* START Records for this exercise *
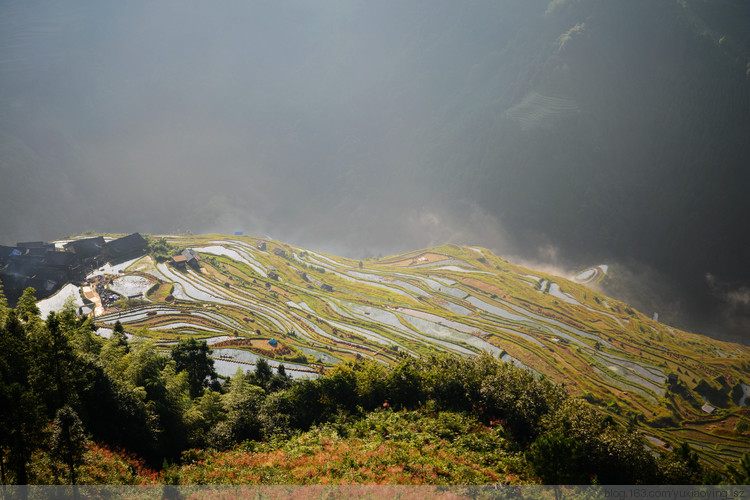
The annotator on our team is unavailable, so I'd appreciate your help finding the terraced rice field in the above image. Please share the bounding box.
[51,235,750,464]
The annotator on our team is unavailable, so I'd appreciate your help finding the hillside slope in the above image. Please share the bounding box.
[40,235,750,465]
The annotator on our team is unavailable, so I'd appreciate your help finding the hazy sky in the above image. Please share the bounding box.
[0,0,750,342]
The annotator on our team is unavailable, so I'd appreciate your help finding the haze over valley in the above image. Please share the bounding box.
[0,0,750,343]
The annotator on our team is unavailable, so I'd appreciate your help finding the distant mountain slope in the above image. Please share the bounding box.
[42,235,750,464]
[0,0,750,337]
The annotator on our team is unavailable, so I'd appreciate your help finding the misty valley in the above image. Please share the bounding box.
[2,233,750,484]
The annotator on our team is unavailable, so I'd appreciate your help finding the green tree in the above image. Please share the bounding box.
[527,431,586,485]
[50,406,86,484]
[172,337,217,398]
[16,287,40,323]
[112,319,129,352]
[0,310,44,484]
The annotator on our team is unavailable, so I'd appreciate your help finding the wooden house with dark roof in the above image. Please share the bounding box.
[16,241,55,250]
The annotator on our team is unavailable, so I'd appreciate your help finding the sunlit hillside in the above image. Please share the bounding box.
[40,235,750,466]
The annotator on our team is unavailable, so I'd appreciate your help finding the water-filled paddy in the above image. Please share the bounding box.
[36,283,83,319]
[109,275,155,297]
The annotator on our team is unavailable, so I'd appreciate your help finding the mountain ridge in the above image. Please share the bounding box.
[26,231,750,463]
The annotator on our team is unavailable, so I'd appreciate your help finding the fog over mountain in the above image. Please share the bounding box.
[0,0,750,342]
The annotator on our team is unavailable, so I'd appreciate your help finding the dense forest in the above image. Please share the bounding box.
[0,0,750,339]
[0,289,750,484]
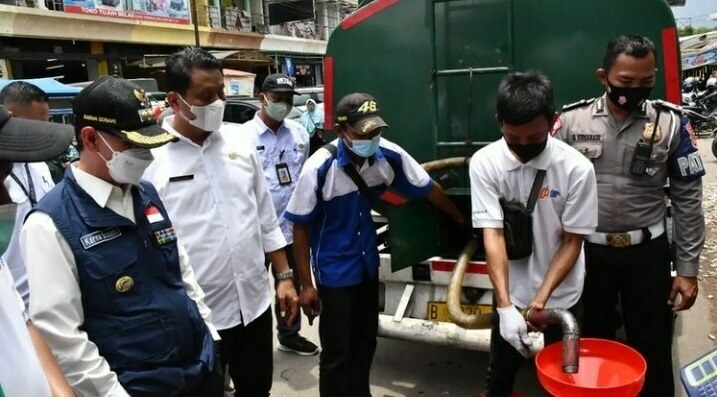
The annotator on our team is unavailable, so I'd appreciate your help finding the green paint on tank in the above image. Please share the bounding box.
[327,0,679,270]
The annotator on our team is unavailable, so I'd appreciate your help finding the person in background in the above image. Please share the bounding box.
[285,93,466,397]
[0,106,74,397]
[554,36,705,397]
[47,142,80,184]
[0,81,55,308]
[299,99,326,156]
[20,76,223,397]
[242,73,319,356]
[145,47,299,397]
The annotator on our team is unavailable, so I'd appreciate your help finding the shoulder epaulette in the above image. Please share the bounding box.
[563,98,597,111]
[652,99,683,113]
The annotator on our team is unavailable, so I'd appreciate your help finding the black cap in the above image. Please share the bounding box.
[261,73,296,94]
[72,76,176,148]
[0,106,73,163]
[335,92,388,135]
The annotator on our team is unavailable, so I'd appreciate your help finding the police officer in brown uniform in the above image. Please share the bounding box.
[553,36,705,397]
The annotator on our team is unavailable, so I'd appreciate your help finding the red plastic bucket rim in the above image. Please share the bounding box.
[535,338,647,390]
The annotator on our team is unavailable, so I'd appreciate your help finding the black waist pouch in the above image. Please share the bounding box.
[500,200,533,259]
[500,170,545,259]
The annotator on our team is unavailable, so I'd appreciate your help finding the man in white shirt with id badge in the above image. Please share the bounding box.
[145,48,298,397]
[469,72,597,397]
[241,73,319,356]
[0,81,55,309]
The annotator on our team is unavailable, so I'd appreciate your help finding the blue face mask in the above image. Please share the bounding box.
[346,134,381,158]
* END Records for this exercise *
Copy out every entry above, swapping "annotator" for "labeler" and changing nothing else. Leave out the pictures.

Output below:
The labeler on our team is unavailable, so I'd appreciate your help finding the terraced rice field in the above image. Please share the bounding box.
[51,235,750,464]
The labeler on our team is unavailable, so I'd appreciate your help finding the hillside slope in the above image. Please share the bounding box.
[40,235,750,465]
The labeler on our team is unavailable, so I'd appreciate your help finding the hazy sky in the above image. Please share the bounding box.
[0,0,750,342]
The labeler on our team is unavailable, so I'd appreciate your help finding the haze over valley in the above image. Please share the bounding box.
[0,0,750,343]
The labeler on our team is unavailable, so I'd appreciate your help finding the distant mountain slope in the above image. Please share the bounding box.
[42,235,750,464]
[0,0,750,337]
The labeler on our team is unavailable, so I'd appreciate your help finding the misty valley in the above image. Please share the bounding box.
[2,233,750,484]
The labeler on our team is unavailable, so I'd appreciate your help finding the green tree in the above image. Please share the bounding box.
[527,431,586,485]
[50,406,86,484]
[172,337,217,398]
[16,287,40,323]
[112,319,129,352]
[0,310,44,484]
The labeler on our team is unavailable, so I'd appreciate your help finding the wooden house with dark roof in the above image. Please share the bounding box.
[16,241,55,250]
The labeler on our team is unavailable, so I'd appreciate your help finding the sunlit hillside in the above image. Please share the bounding box.
[40,235,750,466]
The labeler on our team is unavailable, so I'd appreciate your help finding the water-filled paddy in the above image. Please share the bounding box.
[36,283,83,319]
[109,275,155,297]
The labeler on our team is unavailable, so I'd appreciate your help finding the mountain ridge in the above image. Please share the bounding box.
[26,231,750,463]
The labeler on our team is unavailable, so I'd appreciate your help finding the fog over mountain in the above image. Please share the bounding box.
[0,0,750,342]
The labeler on our team is unavailable, so I'd appreciate your help finding the dense forest in the above image. Please share the bounding box.
[0,0,750,339]
[0,289,750,484]
The labeler on our team is unavailable, so I'd appreciate your help finding the green paint on tank in the above image. Please share the bounding box.
[327,0,679,270]
The labeler on our team is unavailable, so I'd appreciate your help finding the person in background in the above image. Please share the bounding box.
[285,93,466,397]
[0,106,74,397]
[554,36,705,397]
[47,142,80,184]
[0,81,55,308]
[299,99,326,156]
[20,76,223,397]
[242,73,319,356]
[145,47,299,397]
The labeler on our team is unavailable, so I'd appreciate your help finding the shoulder epaulette in the above image. Please share the bounding box.
[563,98,597,111]
[652,99,683,113]
The labeler on our team is unavailable, so I'd appreciate your help finding the black cap in the above image. Please share the bounding box.
[261,73,296,94]
[72,76,176,148]
[0,106,73,163]
[335,92,388,135]
The labeler on our team is unavailable, so I'd appreciate your help finding the police officer in brown uniform in the above image. Please share the bounding box.
[553,36,705,397]
The labeler on our team is unavailable, so I'd appreciate your help finding the red plastic bucket rim in the above image. Please share the bounding box.
[535,338,647,390]
The labeler on our team is unavailable, so I'd appreciate your help finding the black waist pouch in the above image. Please share the bounding box.
[500,200,533,259]
[500,170,545,259]
The labeler on our team is unavailable, so I'd appreciate your help finding the man in white shirt with id badge in the above image. Please share the bounding box.
[145,48,298,397]
[469,72,597,397]
[241,73,319,356]
[0,81,55,309]
The labeler on our team is unavailable, so I'd appreciate your help finding the blue face mask in the above image. Please share the bounding box.
[346,134,381,158]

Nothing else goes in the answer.